-- Start Task inputs --
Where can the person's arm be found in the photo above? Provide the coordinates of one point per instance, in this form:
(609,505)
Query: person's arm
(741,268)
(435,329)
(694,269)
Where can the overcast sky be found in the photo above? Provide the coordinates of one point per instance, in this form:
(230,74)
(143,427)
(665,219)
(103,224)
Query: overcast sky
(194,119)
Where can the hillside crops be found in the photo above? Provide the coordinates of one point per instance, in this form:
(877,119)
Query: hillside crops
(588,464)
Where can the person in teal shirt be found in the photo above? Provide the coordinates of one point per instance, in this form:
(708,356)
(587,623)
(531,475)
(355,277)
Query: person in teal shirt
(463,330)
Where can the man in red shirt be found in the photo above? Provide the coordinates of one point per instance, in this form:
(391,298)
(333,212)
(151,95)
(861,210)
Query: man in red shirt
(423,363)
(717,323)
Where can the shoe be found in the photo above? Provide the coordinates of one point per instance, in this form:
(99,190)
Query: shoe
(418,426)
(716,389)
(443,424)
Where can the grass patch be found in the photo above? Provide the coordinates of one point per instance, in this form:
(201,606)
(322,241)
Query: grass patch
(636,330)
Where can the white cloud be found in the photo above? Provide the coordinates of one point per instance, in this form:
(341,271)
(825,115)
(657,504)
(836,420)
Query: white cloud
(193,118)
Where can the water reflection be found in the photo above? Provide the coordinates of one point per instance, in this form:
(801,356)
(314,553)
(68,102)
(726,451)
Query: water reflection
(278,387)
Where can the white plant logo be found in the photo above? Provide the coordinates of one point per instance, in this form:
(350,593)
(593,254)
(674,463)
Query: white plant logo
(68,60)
-- End Task inputs --
Exercise instructions: Retype every line of the material above precisely as it appears.

Expected output:
Where can the person's arm be found in the photo above? Provide the coordinates of one point per instance, in this form:
(609,505)
Query: person's arm
(741,268)
(435,329)
(694,269)
Where can the overcast sky be found in the photo above? Provide the coordinates of one point per instance, in this form:
(230,74)
(143,427)
(665,219)
(103,224)
Query: overcast sky
(194,119)
Where can the hillside crops be found in the photo above? Provide the coordinates of one point per instance, in this form:
(877,119)
Query: hillside crops
(588,464)
Where can the person in teal shirt be found in the photo above? Provide the coordinates of one point per instance, in this form:
(708,356)
(587,623)
(531,475)
(355,277)
Query: person in teal shirt
(463,330)
Where can the man in red shirt be found in the photo above? Provide the coordinates of one point per instance, in this form:
(391,298)
(333,212)
(151,95)
(861,210)
Query: man in red shirt
(423,363)
(717,323)
Where can the shoe be found in the photo above? Provide the coordinates of one point per instance, in this form:
(99,190)
Query: shoe
(418,426)
(716,389)
(443,424)
Where can the grass patch be found in the photo above? Provide the coordinates of one point per instance, in this form:
(201,606)
(322,241)
Query: grass patch
(636,330)
Where can the white cloud be found in the photo above? Provide the coordinates of one point per instance, in this form:
(341,271)
(825,115)
(657,504)
(836,420)
Query: white cloud
(193,118)
Where can the water reflection be found in the photo above? Provide the coordinates of one point per instance, in this form:
(801,356)
(314,553)
(68,102)
(726,451)
Query: water reflection
(278,387)
Where can the white plant logo be found in the photo above? Provide the coordinates of one point per instance, in this form:
(350,593)
(593,254)
(674,463)
Query: white plant logo
(68,60)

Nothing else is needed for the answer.